» Your assignment:
If a line in the entries below includes "water", show that line.

===== Exercise input

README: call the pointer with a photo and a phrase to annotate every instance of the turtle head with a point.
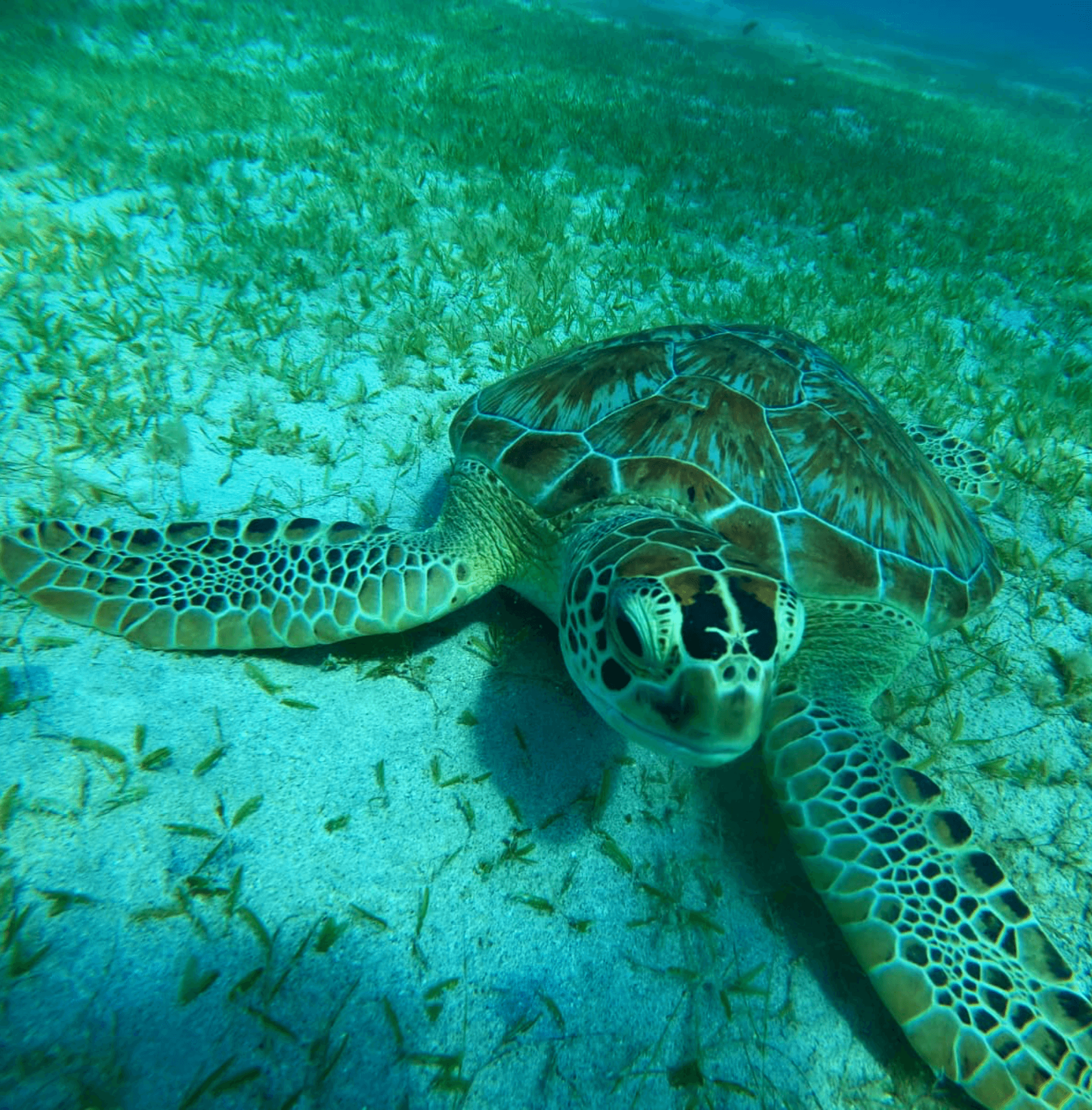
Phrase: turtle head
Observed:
(675, 639)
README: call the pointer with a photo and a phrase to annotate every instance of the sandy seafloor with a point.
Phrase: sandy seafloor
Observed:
(425, 908)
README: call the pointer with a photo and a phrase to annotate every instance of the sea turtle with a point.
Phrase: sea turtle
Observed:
(737, 542)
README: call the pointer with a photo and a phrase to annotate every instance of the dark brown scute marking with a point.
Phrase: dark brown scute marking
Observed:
(739, 363)
(650, 560)
(816, 550)
(756, 600)
(614, 675)
(1072, 1009)
(906, 584)
(187, 532)
(1016, 907)
(343, 532)
(721, 432)
(260, 531)
(916, 787)
(949, 829)
(589, 481)
(1041, 956)
(986, 869)
(755, 532)
(949, 602)
(536, 460)
(301, 530)
(576, 389)
(1049, 1043)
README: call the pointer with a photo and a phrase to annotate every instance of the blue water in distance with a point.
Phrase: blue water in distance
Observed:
(1037, 31)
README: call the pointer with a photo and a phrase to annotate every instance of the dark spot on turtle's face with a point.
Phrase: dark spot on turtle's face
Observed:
(627, 634)
(614, 675)
(757, 616)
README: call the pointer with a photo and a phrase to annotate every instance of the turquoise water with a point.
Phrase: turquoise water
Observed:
(251, 262)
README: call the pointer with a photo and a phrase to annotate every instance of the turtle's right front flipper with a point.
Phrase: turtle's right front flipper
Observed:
(952, 948)
(240, 584)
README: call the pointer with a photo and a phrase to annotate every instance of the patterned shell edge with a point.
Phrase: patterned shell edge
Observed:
(759, 434)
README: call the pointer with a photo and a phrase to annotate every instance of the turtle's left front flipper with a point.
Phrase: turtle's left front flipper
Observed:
(952, 948)
(241, 584)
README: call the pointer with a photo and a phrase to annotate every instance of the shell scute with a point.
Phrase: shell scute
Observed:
(760, 436)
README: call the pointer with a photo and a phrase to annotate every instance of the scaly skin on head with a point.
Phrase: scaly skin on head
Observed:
(673, 636)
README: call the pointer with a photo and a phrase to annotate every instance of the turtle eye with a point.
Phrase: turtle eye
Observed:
(638, 624)
(627, 636)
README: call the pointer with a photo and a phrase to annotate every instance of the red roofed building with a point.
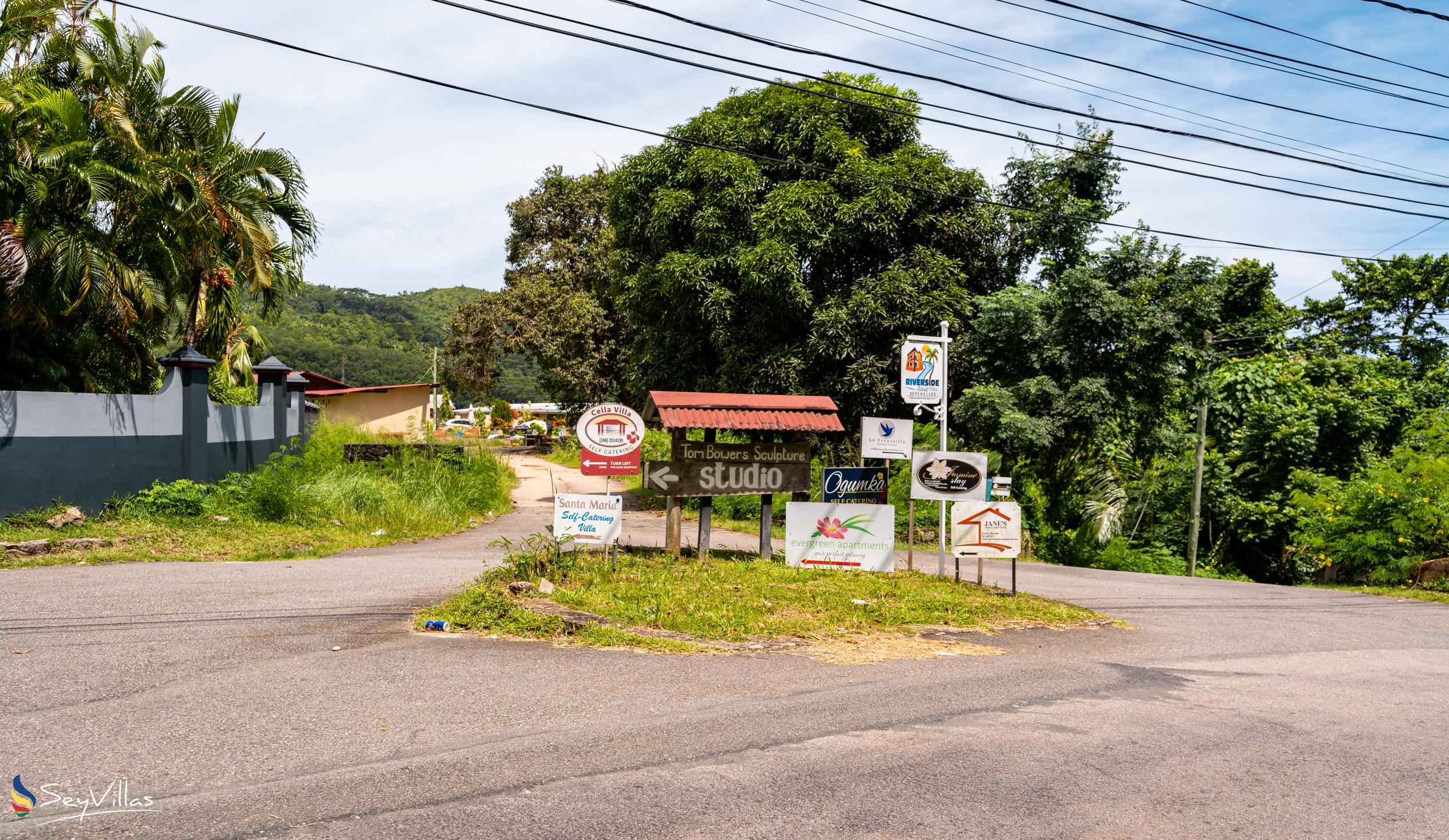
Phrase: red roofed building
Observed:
(742, 412)
(387, 409)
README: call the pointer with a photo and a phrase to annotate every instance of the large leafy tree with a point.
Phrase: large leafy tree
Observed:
(802, 275)
(1393, 309)
(557, 305)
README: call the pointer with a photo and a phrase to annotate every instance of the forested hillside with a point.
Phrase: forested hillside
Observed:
(380, 340)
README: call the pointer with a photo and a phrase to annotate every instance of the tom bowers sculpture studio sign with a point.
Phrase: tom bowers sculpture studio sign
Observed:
(731, 470)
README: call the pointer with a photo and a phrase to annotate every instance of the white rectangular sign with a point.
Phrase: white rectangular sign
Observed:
(986, 529)
(948, 475)
(841, 537)
(886, 438)
(920, 371)
(590, 520)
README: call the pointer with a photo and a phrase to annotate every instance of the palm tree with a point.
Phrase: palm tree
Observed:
(233, 204)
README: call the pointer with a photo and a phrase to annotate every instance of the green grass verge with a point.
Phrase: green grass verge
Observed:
(737, 597)
(1438, 596)
(285, 510)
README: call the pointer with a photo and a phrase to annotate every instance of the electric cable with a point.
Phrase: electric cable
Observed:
(1086, 83)
(715, 147)
(1077, 89)
(996, 94)
(1346, 121)
(545, 28)
(1410, 9)
(1228, 44)
(1312, 38)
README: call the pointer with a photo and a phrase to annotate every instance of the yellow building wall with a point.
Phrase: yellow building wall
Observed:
(386, 412)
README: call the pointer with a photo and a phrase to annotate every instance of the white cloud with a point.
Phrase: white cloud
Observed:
(411, 182)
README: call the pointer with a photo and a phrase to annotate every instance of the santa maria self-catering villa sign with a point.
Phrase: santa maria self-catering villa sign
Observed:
(920, 371)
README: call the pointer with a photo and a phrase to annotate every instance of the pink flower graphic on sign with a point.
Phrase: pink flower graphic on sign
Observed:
(834, 529)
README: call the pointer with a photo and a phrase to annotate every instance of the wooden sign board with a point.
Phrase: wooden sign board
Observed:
(742, 452)
(700, 478)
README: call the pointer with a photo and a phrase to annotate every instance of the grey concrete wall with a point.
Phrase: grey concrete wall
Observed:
(239, 438)
(88, 448)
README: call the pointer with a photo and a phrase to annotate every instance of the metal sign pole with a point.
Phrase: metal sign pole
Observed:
(941, 420)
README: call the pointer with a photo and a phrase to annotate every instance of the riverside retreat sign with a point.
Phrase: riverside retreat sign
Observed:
(590, 520)
(922, 364)
(986, 529)
(854, 484)
(886, 438)
(841, 537)
(609, 436)
(948, 475)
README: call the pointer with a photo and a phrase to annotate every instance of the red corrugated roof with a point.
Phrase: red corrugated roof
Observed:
(745, 412)
(773, 401)
(335, 392)
(319, 381)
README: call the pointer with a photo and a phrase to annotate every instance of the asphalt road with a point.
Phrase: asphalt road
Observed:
(1231, 710)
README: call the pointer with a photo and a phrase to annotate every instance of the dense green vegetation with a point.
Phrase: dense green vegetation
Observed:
(381, 340)
(134, 218)
(728, 598)
(1077, 367)
(297, 506)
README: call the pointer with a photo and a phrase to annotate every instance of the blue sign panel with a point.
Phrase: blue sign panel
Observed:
(860, 484)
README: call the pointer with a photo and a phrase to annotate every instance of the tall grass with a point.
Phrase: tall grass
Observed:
(408, 493)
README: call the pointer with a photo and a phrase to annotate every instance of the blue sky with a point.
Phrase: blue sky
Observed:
(411, 182)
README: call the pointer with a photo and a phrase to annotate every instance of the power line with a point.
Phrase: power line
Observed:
(1390, 248)
(1009, 97)
(716, 147)
(1228, 44)
(916, 116)
(1081, 92)
(1410, 9)
(1228, 51)
(1312, 38)
(1155, 76)
(1086, 83)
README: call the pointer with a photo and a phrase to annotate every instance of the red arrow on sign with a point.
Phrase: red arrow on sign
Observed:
(596, 464)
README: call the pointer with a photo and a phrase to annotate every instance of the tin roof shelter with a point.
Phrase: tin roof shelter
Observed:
(759, 413)
(742, 412)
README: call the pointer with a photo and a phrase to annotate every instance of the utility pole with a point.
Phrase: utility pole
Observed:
(1198, 478)
(941, 419)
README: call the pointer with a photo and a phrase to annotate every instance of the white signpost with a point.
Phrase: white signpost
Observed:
(589, 520)
(923, 381)
(886, 438)
(841, 537)
(986, 529)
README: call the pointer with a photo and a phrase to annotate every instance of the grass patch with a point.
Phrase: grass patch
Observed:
(286, 510)
(734, 598)
(1436, 596)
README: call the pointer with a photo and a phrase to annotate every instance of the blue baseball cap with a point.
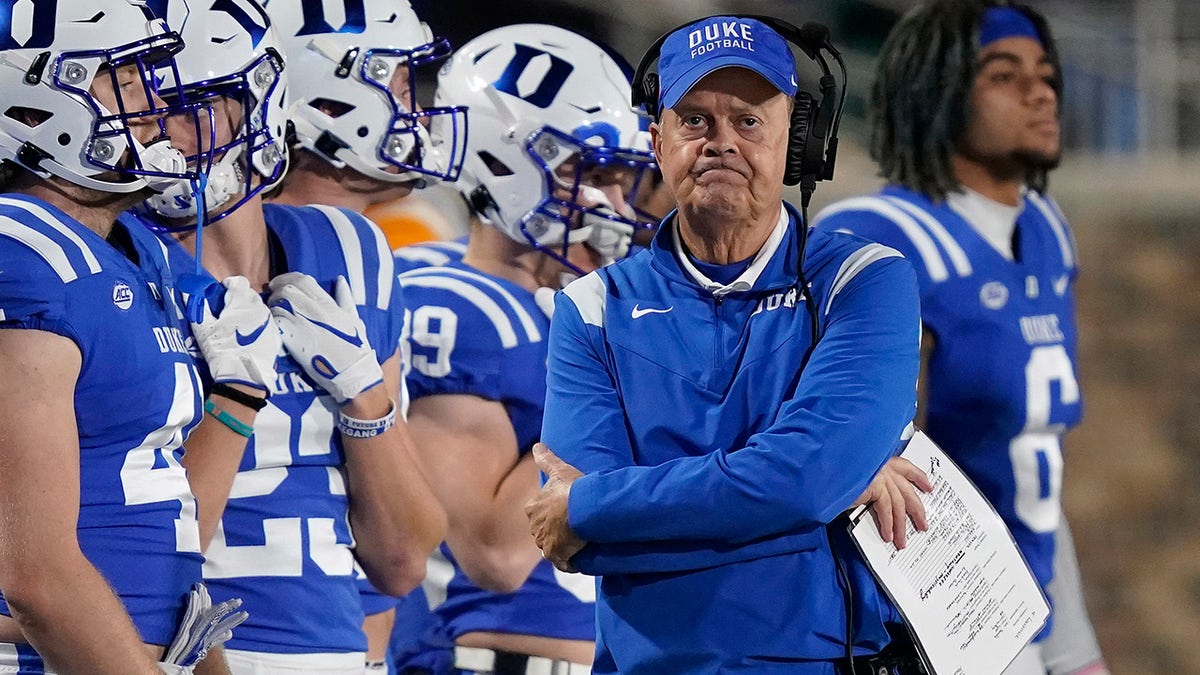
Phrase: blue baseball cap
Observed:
(717, 42)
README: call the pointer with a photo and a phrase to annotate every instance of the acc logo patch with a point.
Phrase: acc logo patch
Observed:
(123, 296)
(994, 294)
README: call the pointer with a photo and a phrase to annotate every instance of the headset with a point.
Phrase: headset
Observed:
(813, 137)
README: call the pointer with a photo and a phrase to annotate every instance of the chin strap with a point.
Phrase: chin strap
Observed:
(184, 201)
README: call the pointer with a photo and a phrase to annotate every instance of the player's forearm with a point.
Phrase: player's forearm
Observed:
(394, 514)
(497, 551)
(70, 615)
(211, 457)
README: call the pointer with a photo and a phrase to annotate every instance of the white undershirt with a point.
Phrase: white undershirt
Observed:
(994, 221)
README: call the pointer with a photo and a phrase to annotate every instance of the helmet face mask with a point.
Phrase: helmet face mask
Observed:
(353, 89)
(85, 81)
(537, 147)
(237, 71)
(573, 209)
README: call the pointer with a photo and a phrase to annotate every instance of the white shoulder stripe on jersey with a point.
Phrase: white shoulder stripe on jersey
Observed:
(59, 226)
(420, 254)
(485, 304)
(855, 263)
(352, 252)
(1057, 226)
(589, 297)
(48, 249)
(958, 256)
(924, 244)
(527, 322)
(387, 273)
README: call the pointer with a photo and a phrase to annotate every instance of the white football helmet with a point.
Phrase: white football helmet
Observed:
(52, 124)
(343, 105)
(232, 52)
(538, 96)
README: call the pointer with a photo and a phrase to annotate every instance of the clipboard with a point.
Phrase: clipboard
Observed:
(965, 591)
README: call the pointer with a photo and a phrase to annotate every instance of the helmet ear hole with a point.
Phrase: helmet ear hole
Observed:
(493, 165)
(330, 107)
(28, 117)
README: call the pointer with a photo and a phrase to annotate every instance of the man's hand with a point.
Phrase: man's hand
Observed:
(325, 336)
(893, 499)
(240, 342)
(547, 511)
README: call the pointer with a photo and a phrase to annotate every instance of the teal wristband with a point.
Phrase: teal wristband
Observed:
(231, 422)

==========

» Task solution:
README: call the pointer with a photo and a phrase to annotate every instance of the blue water in distance with a point.
Phrase: blue water in distance
README: call the pointer with a photo and a phrase to annotate every instance of the turquoise water with a point.
Phrase: turquoise water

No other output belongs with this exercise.